Data entries
____

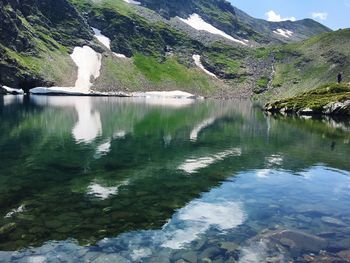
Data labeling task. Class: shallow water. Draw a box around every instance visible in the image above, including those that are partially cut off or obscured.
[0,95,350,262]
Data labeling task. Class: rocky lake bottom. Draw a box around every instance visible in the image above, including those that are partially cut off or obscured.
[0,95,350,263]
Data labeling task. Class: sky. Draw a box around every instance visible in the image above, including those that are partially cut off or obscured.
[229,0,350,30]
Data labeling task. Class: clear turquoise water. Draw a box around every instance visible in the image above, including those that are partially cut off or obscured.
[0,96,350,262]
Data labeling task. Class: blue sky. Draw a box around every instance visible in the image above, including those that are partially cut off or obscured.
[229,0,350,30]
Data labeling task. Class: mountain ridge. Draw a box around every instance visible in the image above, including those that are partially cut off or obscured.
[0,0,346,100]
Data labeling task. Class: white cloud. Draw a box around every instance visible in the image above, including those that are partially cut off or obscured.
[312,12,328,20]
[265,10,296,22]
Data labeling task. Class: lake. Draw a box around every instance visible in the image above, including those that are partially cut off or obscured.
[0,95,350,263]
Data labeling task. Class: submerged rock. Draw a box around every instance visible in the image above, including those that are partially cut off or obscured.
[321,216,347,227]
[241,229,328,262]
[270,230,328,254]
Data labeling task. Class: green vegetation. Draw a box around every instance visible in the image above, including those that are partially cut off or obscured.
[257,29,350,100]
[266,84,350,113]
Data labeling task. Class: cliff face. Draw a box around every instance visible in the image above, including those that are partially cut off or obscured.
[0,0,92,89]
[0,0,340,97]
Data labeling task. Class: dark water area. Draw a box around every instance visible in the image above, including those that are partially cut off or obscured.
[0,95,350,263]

____

> _Exercise requirements_
Rewrite the stretch from the first of the data entries through the line containing "[266,84,350,113]" as a Markdown table with the columns Row and Line, one numbered row per line. Omit blank lines and leave the pictures out.

> _Task result_
| Row | Line |
|---|---|
| 1 | Data labeling task. Class: shallow water. Draw a box around every instance visible in the image above, including those that are partially cut off or obscured. |
| 2 | [0,95,350,262] |
| 3 | Data labeling task. Class: rocky lake bottom. Draw a box around every instance visible in the image above, including those that are partially cut off or obscured. |
| 4 | [0,95,350,263] |
| 5 | Data labeling task. Class: sky. Draw a box around every instance visible in the image above, including those that are partially cut off or obscured. |
| 6 | [229,0,350,30] |
| 7 | Data labeling task. Class: clear turquoise water. Draw a box around every instance visible in the image above, including those that are partially cut off or obscured. |
| 8 | [0,96,350,262] |
| 9 | Data labeling task. Class: blue sky. Draw a box around every instance visible in the image above, including those that are partially cut off or obscured. |
| 10 | [229,0,350,30] |
| 11 | Data labeling task. Class: mountain ridge. Draw a box around every instance visible in the image above, including those that are partially cut off or obscured. |
| 12 | [0,0,346,100] |
| 13 | Data labeling task. Class: white cloud. Draw a box around every instance visible in the image above, including those that are partially cut off or obscured. |
| 14 | [312,12,328,20] |
| 15 | [265,10,296,22] |
| 16 | Data labeling task. Class: lake. Draw a box around every instance visible in the image above, including those that are partially cut off or obscured. |
| 17 | [0,95,350,263] |
| 18 | Data labeling task. Class: submerged rock. Draw a box around every instance visible in the image above, including those that are partially cut off or obscured. |
| 19 | [321,216,347,227] |
| 20 | [241,229,328,262] |
| 21 | [270,230,328,254] |
| 22 | Data labeling task. Class: green vegetation. Draw a box around every instance visible in the image above, including those that are partially cut off or obscured. |
| 23 | [257,29,350,100] |
| 24 | [266,84,350,113] |